**** LISTING ****

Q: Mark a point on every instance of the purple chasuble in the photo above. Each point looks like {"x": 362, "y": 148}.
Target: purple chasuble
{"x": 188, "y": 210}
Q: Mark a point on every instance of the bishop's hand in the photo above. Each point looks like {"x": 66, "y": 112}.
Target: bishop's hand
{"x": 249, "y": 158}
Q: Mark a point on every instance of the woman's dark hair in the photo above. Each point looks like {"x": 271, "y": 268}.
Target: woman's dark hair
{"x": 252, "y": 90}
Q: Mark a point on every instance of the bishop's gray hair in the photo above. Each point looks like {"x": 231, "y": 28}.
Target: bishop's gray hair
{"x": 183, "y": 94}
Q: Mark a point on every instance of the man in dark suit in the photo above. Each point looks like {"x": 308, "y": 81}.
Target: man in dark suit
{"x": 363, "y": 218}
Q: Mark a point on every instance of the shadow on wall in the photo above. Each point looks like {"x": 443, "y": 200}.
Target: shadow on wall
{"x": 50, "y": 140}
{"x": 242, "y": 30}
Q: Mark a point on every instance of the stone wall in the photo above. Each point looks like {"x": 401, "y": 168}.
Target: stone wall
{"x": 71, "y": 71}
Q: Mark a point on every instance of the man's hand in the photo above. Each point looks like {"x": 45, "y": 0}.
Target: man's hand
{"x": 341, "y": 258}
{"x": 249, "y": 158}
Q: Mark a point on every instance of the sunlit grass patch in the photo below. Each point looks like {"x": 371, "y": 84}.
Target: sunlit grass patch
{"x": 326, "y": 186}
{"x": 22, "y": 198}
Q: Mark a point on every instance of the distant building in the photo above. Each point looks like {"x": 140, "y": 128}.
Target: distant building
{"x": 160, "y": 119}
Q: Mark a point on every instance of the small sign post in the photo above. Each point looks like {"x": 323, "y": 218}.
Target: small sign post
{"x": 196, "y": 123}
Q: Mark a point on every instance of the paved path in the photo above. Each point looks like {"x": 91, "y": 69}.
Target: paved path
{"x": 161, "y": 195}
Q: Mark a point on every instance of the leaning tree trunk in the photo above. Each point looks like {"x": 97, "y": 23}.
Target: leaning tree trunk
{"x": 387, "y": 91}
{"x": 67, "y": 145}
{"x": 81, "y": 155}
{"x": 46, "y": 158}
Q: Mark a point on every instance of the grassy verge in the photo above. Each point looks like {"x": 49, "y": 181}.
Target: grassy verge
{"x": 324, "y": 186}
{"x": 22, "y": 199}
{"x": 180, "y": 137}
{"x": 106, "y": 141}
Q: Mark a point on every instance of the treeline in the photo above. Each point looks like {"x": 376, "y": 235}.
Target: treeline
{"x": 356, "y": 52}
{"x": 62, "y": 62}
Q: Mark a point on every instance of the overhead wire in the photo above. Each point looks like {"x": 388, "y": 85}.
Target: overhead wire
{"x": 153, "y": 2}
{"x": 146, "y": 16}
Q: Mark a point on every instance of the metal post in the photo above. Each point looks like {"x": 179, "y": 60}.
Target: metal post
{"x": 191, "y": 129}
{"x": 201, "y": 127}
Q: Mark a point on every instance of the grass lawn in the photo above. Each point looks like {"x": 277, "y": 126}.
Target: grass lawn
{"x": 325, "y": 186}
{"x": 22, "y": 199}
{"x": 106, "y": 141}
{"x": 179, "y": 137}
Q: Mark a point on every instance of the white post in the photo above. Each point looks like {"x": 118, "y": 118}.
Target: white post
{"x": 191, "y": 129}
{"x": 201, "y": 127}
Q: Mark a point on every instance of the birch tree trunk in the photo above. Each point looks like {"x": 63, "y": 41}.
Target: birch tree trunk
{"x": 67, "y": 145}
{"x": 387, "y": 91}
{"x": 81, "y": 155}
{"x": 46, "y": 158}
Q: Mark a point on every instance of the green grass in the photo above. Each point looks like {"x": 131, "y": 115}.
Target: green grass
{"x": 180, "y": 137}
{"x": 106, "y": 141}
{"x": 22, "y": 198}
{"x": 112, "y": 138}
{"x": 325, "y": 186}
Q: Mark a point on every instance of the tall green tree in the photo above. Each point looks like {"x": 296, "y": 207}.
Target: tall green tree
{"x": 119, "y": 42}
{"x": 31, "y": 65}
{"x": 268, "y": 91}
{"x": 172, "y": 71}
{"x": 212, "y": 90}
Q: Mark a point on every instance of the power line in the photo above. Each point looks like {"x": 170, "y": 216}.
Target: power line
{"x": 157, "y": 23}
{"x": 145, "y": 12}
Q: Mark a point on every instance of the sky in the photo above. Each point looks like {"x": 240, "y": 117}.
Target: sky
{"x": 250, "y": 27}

****

Copy each line of the data exactly, leaving nothing out.

> _EXPECTED OUTPUT_:
Q: Mark a point on every instance of the purple chasuble in the photo above. Each point looks like {"x": 362, "y": 148}.
Target: purple chasuble
{"x": 188, "y": 210}
Q: Mark a point on every instance of the bishop's hand in the photo above. Each point looks like {"x": 66, "y": 112}.
Target: bishop's hand
{"x": 249, "y": 158}
Q: Mark a point on every instance of the woman's dark hair in the photo above. Each point looks like {"x": 271, "y": 268}.
Target: woman's dark hair
{"x": 252, "y": 90}
Q: Mark a point on every instance of the bishop's gray hair in the photo above. Each point looks like {"x": 231, "y": 28}.
Target: bishop's gray hair
{"x": 183, "y": 94}
Q: Mark a point on every instance of the man in dark suit in the photo above. Each point looks like {"x": 308, "y": 81}.
Target: man in dark suit
{"x": 363, "y": 218}
Q: Mark a point on every instance of the shadow on wall in the photo above. Each point looks like {"x": 443, "y": 200}.
Target: shadow on wall
{"x": 50, "y": 140}
{"x": 242, "y": 30}
Q: Mark a point on every instance of the stone wall in the photo above. Each point looks like {"x": 401, "y": 168}.
Target: stone wall
{"x": 71, "y": 71}
Q: Mark a point on every instance of the man's hand in the photo above. Each point looks like {"x": 45, "y": 0}.
Target: man's hand
{"x": 341, "y": 258}
{"x": 249, "y": 158}
Q: Mark a point on every instance of the sunlit grass patch in the photo below. Each point looks like {"x": 371, "y": 84}.
Target: sunlit grass patch
{"x": 326, "y": 186}
{"x": 22, "y": 198}
Q: Mark a point on every instance of the distant building in the photo above. Each point looks like {"x": 140, "y": 128}.
Target: distant building
{"x": 160, "y": 119}
Q: Mark a point on every instance of the small sign post in the photo above. Each point looks like {"x": 323, "y": 218}.
Target: small sign post
{"x": 196, "y": 123}
Q: Mark a point on every instance of the paved path in the photo above. Each point looks like {"x": 91, "y": 69}.
Target: paved path
{"x": 161, "y": 195}
Q: Mark a point on every instance of the leaning tree trunk in the photo above. Each point looks like {"x": 97, "y": 23}.
Target: leaning tree trunk
{"x": 387, "y": 91}
{"x": 67, "y": 145}
{"x": 81, "y": 155}
{"x": 46, "y": 158}
Q: Mark a point on every instance of the grassy verge in the photo above. Each point looks like {"x": 49, "y": 181}.
Target: grassy verge
{"x": 324, "y": 186}
{"x": 22, "y": 199}
{"x": 180, "y": 137}
{"x": 106, "y": 141}
Q: Mark a point on every instance of the treeline in the photo above. Each point looks like {"x": 376, "y": 235}.
Target: treeline
{"x": 356, "y": 52}
{"x": 62, "y": 62}
Q: Mark a point on every instance of the overhead wire in the photo above. Each point looks like {"x": 388, "y": 85}.
Target: overhead wire
{"x": 153, "y": 2}
{"x": 146, "y": 16}
Q: Mark a point on every instance of the metal post in the photo above. Each point looks like {"x": 179, "y": 60}.
Target: metal post
{"x": 191, "y": 129}
{"x": 201, "y": 127}
Q: Mark a point on every instance of the grass lawn in the photo above. Each point looks like {"x": 277, "y": 126}.
Target: grass lawn
{"x": 325, "y": 186}
{"x": 22, "y": 199}
{"x": 106, "y": 141}
{"x": 179, "y": 137}
Q: Mark a point on every instance of the white post in the photo above. Each point looks like {"x": 118, "y": 118}.
Target: white post
{"x": 191, "y": 129}
{"x": 201, "y": 127}
Q: Mark a point on every instance of the birch tree trunk in the photo above. Each point looks like {"x": 63, "y": 41}.
Target: birch tree trunk
{"x": 67, "y": 145}
{"x": 387, "y": 91}
{"x": 81, "y": 155}
{"x": 46, "y": 158}
Q: Mark a point on every instance of the green grass in the photo above. Each point looks like {"x": 131, "y": 115}.
Target: green grass
{"x": 180, "y": 137}
{"x": 106, "y": 141}
{"x": 22, "y": 198}
{"x": 112, "y": 138}
{"x": 325, "y": 186}
Q: Mark a point on every instance of the tall green tree in the photo above. Each point looks like {"x": 296, "y": 207}.
Target: tall green tree
{"x": 119, "y": 42}
{"x": 31, "y": 65}
{"x": 268, "y": 91}
{"x": 172, "y": 71}
{"x": 212, "y": 90}
Q: Mark a point on every instance of the power line in the photo above. Each point looks like {"x": 170, "y": 216}.
Target: power line
{"x": 157, "y": 23}
{"x": 145, "y": 12}
Q: Mark a point on every instance of the sky in the photo above. Each point looks like {"x": 240, "y": 117}.
Target: sky
{"x": 250, "y": 27}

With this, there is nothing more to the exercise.